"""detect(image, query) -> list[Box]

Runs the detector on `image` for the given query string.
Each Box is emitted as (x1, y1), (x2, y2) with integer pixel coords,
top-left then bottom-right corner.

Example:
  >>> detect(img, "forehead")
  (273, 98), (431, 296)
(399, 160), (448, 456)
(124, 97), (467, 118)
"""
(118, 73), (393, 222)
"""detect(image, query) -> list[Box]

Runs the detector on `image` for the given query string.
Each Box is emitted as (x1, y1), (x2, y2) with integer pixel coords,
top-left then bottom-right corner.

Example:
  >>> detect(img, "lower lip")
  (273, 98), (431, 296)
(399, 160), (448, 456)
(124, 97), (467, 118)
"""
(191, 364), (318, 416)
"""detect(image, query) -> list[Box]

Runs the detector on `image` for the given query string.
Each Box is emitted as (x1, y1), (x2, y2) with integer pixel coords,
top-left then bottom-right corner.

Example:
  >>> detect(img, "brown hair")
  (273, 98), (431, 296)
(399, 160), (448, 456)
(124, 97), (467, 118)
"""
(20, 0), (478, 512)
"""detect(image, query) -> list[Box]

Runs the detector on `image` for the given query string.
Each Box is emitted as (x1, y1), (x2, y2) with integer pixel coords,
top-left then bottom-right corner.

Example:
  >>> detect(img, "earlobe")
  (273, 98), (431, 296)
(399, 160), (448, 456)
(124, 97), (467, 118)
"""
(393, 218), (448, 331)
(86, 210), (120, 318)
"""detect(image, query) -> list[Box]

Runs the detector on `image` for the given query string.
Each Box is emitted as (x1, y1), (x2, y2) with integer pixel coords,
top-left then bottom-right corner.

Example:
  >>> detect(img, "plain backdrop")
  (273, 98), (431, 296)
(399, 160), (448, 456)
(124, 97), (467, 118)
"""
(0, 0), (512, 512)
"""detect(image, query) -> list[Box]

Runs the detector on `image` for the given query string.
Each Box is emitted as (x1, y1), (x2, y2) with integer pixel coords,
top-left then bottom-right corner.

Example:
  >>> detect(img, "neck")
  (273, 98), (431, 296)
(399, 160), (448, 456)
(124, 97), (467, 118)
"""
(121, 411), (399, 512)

■ ■ ■ ■ ■ ■ ■

Written problem: Turn every line of the entries above into a Markdown table with two columns, Row and Line. Number each row in order, and leave out blank lines.

Solution to this exercise:
| Row | Line |
|---|---|
| 1 | """detect(image, query) -> list[Box] |
| 2 | Runs the detector on `image` for the given query string. |
| 3 | Each Box is emitted as (x1, y1), (x2, y2) with integer pixel coords, |
| 4 | top-left then bottom-right corner. |
| 5 | Example: |
| 6 |   >>> detect(img, "forehead") |
| 7 |   (273, 98), (431, 296) |
| 8 | (399, 160), (448, 456) |
| 9 | (124, 97), (467, 118) |
| 10 | """ |
| 11 | (118, 73), (393, 222) |
| 12 | """detect(image, query) -> list[Box] |
| 13 | Runs the detector on `image` for the given query string. |
| 14 | Each Box is emitted as (x1, y1), (x2, y2) with integer pixel coords, |
| 15 | top-left then bottom-right corner. |
| 16 | Example: |
| 17 |   >>> detect(img, "lower lip") |
| 18 |   (273, 98), (431, 296) |
| 19 | (399, 160), (448, 456) |
| 20 | (124, 97), (467, 118) |
| 21 | """ |
| 22 | (191, 364), (318, 416) |
| 23 | """detect(image, query) -> list[Box] |
| 24 | Runs the detector on `image` for the given query string. |
| 25 | Each Box is emitted as (x1, y1), (x2, y2) with integer pixel coords, |
| 26 | top-left then bottom-right corner. |
| 27 | Example: |
| 28 |   >>> detect(img, "brown hair") |
| 29 |   (273, 98), (431, 296) |
| 30 | (399, 160), (448, 456) |
| 31 | (124, 97), (467, 118) |
| 32 | """ |
| 33 | (20, 0), (478, 512) |
| 34 | """detect(image, query) -> list[Box] |
| 35 | Runs the detector on `image` for the given query string. |
| 36 | Each Box is emitted as (x1, y1), (x2, y2) with integer pixel coords, |
| 37 | top-left then bottom-right corner. |
| 38 | Example: |
| 39 |   >>> detect(img, "earlobe") |
| 40 |   (273, 98), (431, 296) |
| 41 | (399, 160), (448, 456) |
| 42 | (124, 97), (467, 118) |
| 43 | """ |
| 44 | (393, 218), (448, 331) |
| 45 | (86, 210), (120, 318) |
| 46 | """detect(image, query) -> list[Box] |
| 47 | Runs the detector on `image` for the given query string. |
| 48 | Each Box is emitted as (x1, y1), (x2, y2) with integer pixel coords, |
| 49 | top-left then bottom-right corner. |
| 50 | Example: |
| 51 |   >>> detect(img, "plain backdrop") |
| 52 |   (273, 98), (431, 296) |
| 53 | (399, 160), (448, 456) |
| 54 | (124, 97), (467, 118) |
| 55 | """ |
| 56 | (0, 0), (512, 512) |
| 57 | """detect(image, query) -> list[Box] |
| 58 | Runs the detector on `image` for the given query string. |
| 59 | Each Box is emitted as (x1, y1), (x2, y2) with integer pixel coords, |
| 60 | top-left then bottom-right corner. |
| 61 | Example: |
| 62 |   >>> detect(img, "neck") |
| 63 |   (273, 98), (431, 296) |
| 64 | (399, 160), (448, 456) |
| 65 | (124, 97), (467, 118) |
| 66 | """ |
| 67 | (121, 411), (399, 512) |